── EXERCISE MATERIAL ──

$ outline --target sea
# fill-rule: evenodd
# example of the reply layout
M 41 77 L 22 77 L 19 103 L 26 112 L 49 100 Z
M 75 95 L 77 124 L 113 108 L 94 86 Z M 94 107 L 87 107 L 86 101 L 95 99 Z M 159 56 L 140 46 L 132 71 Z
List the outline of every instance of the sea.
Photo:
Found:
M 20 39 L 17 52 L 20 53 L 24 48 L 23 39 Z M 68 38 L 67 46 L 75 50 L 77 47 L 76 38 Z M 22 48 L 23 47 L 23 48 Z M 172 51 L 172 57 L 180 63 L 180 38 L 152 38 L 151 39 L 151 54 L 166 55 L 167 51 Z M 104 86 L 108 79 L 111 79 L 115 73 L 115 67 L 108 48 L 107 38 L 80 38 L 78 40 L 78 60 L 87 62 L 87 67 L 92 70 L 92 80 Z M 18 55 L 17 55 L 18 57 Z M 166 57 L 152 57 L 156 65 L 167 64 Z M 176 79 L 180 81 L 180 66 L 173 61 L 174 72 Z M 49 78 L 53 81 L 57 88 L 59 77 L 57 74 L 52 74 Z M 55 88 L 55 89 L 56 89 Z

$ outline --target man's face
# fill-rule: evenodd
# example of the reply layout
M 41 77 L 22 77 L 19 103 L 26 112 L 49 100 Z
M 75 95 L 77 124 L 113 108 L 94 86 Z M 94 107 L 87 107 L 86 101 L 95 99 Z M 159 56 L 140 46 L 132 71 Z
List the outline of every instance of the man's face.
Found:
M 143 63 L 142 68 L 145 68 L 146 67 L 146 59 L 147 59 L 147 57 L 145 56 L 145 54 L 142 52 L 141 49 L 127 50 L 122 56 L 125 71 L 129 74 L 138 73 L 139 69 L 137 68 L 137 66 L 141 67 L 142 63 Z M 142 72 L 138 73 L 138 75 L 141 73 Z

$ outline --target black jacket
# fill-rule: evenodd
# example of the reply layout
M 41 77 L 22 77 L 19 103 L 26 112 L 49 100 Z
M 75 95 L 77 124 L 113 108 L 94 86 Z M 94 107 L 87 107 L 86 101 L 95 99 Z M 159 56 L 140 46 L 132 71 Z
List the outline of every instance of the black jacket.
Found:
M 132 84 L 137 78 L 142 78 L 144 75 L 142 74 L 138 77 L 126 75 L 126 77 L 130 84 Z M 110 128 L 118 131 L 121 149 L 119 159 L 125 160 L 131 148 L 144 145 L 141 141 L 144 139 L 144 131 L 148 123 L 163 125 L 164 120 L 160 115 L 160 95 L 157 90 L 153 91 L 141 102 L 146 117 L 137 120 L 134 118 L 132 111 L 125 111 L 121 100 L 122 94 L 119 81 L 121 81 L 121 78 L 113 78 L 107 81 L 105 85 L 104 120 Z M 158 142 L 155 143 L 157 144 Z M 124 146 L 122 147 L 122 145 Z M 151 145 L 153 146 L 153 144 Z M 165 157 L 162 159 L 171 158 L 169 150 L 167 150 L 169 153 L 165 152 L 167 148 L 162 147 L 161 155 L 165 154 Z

───

REQUIREMENT — Reproduce each line of the rows above verbatim, with no alterations.

EXERCISE ANSWER —
$ outline --target sea
# fill-rule: evenodd
# example of the reply layout
M 41 77 L 22 77 L 19 103 L 26 112 L 49 100 Z
M 75 95 L 77 124 L 113 108 L 94 86 Z M 94 107 L 87 107 L 86 101 L 95 99 Z M 159 56 L 140 46 L 132 71 Z
List the outline of every instance of the sea.
Photo:
Found:
M 20 39 L 17 52 L 20 53 L 24 48 L 23 39 Z M 68 38 L 67 46 L 75 50 L 77 47 L 76 38 Z M 22 48 L 23 47 L 23 48 Z M 172 51 L 172 57 L 180 63 L 180 38 L 152 38 L 151 39 L 151 54 L 166 55 L 167 51 Z M 104 86 L 108 79 L 111 79 L 115 73 L 115 67 L 108 48 L 107 38 L 80 38 L 78 40 L 78 60 L 87 62 L 87 67 L 92 70 L 92 80 Z M 18 55 L 17 55 L 18 57 Z M 166 57 L 152 57 L 156 65 L 167 64 Z M 176 79 L 180 81 L 180 66 L 173 61 L 174 72 Z M 49 78 L 53 81 L 57 88 L 59 77 L 57 74 L 52 74 Z M 55 88 L 55 89 L 56 89 Z

$ outline --target man's face
# fill-rule: evenodd
# example of the reply layout
M 41 77 L 22 77 L 19 103 L 26 112 L 49 100 Z
M 75 95 L 77 124 L 113 108 L 94 86 Z M 94 107 L 87 107 L 86 101 L 95 99 Z M 159 56 L 140 46 L 132 71 Z
List the outline of every instance of the man's face.
Found:
M 143 63 L 142 68 L 145 68 L 146 67 L 146 59 L 147 59 L 147 57 L 145 56 L 145 54 L 142 52 L 141 49 L 127 50 L 122 56 L 125 71 L 129 74 L 138 73 L 139 69 L 137 68 L 137 66 L 141 67 L 142 63 Z M 142 72 L 138 73 L 138 75 L 141 73 Z

$ outline --target black jacket
# fill-rule: evenodd
# example of the reply layout
M 41 77 L 22 77 L 19 103 L 26 112 L 49 100 Z
M 75 95 L 77 124 L 113 108 L 94 86 Z M 94 107 L 87 107 L 86 101 L 95 99 Z M 159 56 L 140 46 L 132 71 Z
List the outline of every instance of the black jacket.
Found:
M 132 84 L 137 78 L 142 78 L 144 75 L 142 74 L 138 77 L 126 75 L 126 77 L 130 84 Z M 110 128 L 118 131 L 121 149 L 119 159 L 125 160 L 131 148 L 144 145 L 141 141 L 144 139 L 144 131 L 148 123 L 163 125 L 164 120 L 160 115 L 160 95 L 157 90 L 153 91 L 141 102 L 146 117 L 137 120 L 134 118 L 132 111 L 125 111 L 121 100 L 122 94 L 119 81 L 121 81 L 121 78 L 113 78 L 107 81 L 105 85 L 104 120 Z M 158 142 L 155 143 L 157 144 Z M 124 146 L 122 147 L 122 145 Z M 151 145 L 153 146 L 153 144 Z M 165 157 L 162 159 L 171 158 L 169 150 L 167 150 L 169 153 L 165 152 L 167 148 L 162 147 L 161 155 L 165 154 Z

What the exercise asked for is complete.